━━━━━ Source records

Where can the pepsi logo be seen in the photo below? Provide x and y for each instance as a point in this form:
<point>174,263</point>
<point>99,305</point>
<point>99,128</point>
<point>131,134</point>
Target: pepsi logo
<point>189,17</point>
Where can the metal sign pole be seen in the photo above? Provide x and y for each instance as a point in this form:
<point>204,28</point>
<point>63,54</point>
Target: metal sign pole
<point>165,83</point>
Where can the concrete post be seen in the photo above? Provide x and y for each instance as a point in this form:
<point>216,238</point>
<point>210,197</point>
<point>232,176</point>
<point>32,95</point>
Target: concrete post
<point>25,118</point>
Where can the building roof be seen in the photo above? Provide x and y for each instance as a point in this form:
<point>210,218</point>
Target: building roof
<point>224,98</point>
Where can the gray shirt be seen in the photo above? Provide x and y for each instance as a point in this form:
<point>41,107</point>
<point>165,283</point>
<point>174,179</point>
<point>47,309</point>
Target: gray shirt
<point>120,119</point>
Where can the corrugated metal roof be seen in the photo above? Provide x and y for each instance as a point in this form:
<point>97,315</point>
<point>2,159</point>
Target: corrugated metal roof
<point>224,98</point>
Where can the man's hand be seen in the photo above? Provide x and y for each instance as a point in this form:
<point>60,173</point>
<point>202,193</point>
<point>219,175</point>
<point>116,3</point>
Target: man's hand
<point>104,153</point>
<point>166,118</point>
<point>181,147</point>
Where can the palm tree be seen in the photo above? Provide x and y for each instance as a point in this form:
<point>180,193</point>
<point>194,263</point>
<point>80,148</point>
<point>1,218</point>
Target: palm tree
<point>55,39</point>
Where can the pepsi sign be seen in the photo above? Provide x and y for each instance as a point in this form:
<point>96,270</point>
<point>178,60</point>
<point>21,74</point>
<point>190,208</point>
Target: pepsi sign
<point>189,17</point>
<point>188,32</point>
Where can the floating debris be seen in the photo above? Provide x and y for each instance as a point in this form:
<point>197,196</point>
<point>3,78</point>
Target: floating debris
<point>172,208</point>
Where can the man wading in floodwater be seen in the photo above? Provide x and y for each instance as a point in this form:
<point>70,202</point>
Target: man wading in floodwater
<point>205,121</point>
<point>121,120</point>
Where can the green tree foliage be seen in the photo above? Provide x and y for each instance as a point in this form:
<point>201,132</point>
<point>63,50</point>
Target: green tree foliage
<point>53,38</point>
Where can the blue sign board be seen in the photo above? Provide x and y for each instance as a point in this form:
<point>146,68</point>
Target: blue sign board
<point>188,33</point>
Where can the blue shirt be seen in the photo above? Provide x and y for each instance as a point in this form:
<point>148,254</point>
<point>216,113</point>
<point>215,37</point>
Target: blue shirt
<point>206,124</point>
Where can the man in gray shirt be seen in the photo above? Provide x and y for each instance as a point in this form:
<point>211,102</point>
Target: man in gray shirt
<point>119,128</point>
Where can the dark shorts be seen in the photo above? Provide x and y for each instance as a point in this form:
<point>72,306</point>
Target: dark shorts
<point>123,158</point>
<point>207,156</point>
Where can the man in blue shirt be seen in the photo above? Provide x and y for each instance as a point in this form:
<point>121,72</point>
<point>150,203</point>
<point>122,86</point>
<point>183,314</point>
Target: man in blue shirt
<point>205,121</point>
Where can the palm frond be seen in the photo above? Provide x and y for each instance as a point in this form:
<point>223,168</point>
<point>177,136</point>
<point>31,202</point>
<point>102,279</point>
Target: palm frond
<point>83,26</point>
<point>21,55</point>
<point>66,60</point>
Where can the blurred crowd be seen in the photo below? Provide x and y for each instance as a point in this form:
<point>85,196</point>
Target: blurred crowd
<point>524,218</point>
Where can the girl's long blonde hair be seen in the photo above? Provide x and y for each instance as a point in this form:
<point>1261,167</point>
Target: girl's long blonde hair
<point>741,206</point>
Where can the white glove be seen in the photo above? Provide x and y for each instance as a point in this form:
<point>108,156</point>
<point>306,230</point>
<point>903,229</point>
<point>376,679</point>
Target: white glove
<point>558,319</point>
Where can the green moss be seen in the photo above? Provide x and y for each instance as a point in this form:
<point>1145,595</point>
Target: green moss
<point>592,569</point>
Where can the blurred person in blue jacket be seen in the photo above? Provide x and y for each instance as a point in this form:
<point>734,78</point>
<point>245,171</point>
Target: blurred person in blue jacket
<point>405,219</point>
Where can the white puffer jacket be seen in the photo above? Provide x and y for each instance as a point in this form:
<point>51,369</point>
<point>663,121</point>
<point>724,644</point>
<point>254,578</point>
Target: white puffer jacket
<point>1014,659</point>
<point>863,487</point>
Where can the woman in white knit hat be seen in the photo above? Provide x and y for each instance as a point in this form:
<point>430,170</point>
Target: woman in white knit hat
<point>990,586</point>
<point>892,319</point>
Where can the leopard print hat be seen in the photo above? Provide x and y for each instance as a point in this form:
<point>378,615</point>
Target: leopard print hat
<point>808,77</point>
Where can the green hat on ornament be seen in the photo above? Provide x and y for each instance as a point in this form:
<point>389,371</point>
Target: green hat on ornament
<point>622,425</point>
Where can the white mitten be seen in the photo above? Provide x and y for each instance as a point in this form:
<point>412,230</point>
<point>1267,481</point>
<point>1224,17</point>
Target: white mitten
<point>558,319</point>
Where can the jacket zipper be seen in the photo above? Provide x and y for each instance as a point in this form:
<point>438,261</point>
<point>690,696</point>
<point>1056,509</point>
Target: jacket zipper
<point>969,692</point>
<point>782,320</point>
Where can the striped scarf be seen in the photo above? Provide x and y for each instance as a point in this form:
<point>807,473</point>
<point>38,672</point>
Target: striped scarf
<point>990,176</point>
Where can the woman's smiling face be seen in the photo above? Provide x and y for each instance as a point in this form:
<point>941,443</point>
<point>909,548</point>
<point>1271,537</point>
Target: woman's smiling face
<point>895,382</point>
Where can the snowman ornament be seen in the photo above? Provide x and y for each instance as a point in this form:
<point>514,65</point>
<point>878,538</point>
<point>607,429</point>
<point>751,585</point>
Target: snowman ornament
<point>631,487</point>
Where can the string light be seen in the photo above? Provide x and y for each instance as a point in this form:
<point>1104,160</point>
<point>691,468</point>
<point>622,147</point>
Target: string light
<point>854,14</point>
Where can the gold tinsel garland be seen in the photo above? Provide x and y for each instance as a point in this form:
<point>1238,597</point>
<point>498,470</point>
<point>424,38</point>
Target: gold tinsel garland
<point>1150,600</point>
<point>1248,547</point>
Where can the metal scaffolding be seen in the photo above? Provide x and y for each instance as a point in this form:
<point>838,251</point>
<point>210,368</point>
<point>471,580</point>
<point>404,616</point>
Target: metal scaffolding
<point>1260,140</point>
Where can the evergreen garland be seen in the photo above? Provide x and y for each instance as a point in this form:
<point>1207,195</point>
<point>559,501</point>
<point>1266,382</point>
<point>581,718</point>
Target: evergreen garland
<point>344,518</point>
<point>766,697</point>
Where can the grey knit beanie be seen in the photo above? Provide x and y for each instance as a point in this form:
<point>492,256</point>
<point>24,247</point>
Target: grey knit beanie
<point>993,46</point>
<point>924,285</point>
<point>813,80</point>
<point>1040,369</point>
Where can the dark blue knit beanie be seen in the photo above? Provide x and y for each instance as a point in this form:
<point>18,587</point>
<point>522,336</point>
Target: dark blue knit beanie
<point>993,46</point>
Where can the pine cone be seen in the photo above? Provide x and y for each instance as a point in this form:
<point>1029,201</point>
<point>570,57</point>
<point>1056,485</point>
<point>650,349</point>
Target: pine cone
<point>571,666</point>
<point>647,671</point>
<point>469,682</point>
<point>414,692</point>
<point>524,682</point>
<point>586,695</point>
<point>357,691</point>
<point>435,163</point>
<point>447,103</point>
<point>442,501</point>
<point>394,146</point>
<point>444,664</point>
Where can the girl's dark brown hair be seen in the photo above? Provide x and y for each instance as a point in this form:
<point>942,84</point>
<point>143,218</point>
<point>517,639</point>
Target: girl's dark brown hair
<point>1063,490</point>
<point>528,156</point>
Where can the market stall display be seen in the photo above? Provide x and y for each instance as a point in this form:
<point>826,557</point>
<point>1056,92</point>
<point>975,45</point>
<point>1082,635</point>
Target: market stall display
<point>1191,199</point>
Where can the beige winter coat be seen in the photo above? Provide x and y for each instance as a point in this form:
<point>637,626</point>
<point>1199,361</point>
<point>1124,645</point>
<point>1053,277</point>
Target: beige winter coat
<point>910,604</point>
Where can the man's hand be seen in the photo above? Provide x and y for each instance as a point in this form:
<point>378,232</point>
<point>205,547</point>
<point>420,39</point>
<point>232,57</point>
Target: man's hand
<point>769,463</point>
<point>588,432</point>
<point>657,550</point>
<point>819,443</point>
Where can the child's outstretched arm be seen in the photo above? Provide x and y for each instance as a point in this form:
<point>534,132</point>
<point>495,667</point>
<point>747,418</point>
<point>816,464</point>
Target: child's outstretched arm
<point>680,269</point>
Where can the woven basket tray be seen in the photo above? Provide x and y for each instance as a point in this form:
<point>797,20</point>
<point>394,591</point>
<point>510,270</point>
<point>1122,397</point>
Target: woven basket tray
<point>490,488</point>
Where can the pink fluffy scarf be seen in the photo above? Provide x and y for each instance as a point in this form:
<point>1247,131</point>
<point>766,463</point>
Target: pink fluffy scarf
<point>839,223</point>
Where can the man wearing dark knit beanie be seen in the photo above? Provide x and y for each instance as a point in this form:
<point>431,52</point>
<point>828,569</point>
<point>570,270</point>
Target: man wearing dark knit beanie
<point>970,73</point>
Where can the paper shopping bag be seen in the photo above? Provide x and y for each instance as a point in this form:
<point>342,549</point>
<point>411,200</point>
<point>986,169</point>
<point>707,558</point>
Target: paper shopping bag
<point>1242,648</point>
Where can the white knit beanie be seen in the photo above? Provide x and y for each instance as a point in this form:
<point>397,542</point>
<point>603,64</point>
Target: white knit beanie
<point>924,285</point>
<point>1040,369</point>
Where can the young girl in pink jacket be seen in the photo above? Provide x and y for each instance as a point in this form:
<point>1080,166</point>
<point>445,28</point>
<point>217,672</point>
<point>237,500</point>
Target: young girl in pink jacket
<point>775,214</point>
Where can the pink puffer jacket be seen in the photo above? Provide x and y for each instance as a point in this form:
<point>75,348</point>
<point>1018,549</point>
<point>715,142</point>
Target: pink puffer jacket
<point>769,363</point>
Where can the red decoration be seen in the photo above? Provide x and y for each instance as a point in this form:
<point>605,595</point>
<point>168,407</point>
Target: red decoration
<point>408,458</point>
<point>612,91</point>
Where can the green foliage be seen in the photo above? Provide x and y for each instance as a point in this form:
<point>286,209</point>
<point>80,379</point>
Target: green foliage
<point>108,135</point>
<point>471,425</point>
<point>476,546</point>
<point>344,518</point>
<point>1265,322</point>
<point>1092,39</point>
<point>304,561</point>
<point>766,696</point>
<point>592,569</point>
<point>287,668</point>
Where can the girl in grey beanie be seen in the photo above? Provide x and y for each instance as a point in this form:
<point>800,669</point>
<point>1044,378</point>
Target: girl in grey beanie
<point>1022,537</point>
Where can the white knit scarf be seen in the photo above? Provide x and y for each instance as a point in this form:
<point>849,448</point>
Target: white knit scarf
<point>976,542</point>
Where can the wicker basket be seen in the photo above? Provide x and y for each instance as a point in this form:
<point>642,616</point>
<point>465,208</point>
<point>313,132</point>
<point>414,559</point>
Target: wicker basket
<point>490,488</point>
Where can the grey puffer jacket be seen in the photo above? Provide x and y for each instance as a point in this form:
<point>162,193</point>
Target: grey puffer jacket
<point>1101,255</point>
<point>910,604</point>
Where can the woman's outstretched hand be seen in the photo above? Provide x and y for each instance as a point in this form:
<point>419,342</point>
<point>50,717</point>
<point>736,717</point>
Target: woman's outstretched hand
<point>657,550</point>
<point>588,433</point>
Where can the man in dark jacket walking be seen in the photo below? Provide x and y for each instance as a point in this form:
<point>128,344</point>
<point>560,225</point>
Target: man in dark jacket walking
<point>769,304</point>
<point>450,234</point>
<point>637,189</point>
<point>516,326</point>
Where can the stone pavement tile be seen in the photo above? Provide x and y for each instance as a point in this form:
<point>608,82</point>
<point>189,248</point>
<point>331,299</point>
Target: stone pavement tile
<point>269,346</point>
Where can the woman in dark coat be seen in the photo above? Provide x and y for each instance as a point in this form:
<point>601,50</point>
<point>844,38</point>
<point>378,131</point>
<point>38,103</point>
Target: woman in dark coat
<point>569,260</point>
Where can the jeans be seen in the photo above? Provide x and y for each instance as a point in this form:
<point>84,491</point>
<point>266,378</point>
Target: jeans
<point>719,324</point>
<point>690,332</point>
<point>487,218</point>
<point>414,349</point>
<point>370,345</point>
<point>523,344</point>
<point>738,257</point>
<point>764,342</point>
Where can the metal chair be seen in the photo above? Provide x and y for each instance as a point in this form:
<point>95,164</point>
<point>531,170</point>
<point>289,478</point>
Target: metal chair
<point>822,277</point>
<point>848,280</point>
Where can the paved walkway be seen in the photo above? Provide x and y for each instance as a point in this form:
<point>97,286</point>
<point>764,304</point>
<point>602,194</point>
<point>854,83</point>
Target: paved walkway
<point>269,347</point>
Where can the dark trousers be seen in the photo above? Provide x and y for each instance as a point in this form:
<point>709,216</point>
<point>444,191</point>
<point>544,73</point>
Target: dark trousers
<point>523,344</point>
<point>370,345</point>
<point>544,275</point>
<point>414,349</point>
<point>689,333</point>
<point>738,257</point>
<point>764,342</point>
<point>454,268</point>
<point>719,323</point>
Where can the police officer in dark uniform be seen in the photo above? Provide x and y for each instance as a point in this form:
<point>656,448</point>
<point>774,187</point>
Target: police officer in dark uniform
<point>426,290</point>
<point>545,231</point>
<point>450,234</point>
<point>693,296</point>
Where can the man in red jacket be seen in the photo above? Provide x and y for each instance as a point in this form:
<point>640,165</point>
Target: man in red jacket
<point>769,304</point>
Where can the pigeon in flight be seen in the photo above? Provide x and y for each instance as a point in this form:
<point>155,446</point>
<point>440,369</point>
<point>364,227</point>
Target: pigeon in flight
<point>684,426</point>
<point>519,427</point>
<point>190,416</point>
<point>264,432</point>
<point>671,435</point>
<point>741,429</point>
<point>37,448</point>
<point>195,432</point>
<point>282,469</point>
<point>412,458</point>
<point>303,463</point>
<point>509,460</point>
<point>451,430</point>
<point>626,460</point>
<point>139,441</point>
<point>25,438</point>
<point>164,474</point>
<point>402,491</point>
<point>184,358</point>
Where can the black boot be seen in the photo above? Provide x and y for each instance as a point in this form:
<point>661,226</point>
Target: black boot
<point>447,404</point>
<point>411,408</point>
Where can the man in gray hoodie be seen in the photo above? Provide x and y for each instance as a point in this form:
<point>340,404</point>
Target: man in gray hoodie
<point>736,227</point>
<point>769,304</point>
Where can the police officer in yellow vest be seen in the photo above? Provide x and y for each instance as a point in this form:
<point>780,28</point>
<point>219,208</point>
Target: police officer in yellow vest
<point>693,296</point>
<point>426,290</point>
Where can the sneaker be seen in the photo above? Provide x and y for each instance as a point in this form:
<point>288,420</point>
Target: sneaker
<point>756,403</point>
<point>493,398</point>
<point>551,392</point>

━━━━━━━━━━

Goal of the exercise:
Transcribe, exactly and without additions, the lines of the records above, beginning with the line that contains "<point>1082,635</point>" and ending with the line that contains "Where can the child's", both included.

Answer space:
<point>1082,635</point>
Target: market stall display
<point>1191,199</point>
Where can the beige winter coat be seen in the photo above? Provide x and y for each instance as a point in this form:
<point>637,626</point>
<point>1199,361</point>
<point>1124,645</point>
<point>1053,277</point>
Target: beige winter coat
<point>910,604</point>
Where can the man's hand be seen in the photo above? Provide x and y for each instance as a point in this form:
<point>378,232</point>
<point>205,547</point>
<point>420,39</point>
<point>232,57</point>
Target: man's hand
<point>769,463</point>
<point>588,432</point>
<point>657,550</point>
<point>819,443</point>
Where can the child's outstretched arm be seen in the photo above? Provide x and y for each instance as a point in this form:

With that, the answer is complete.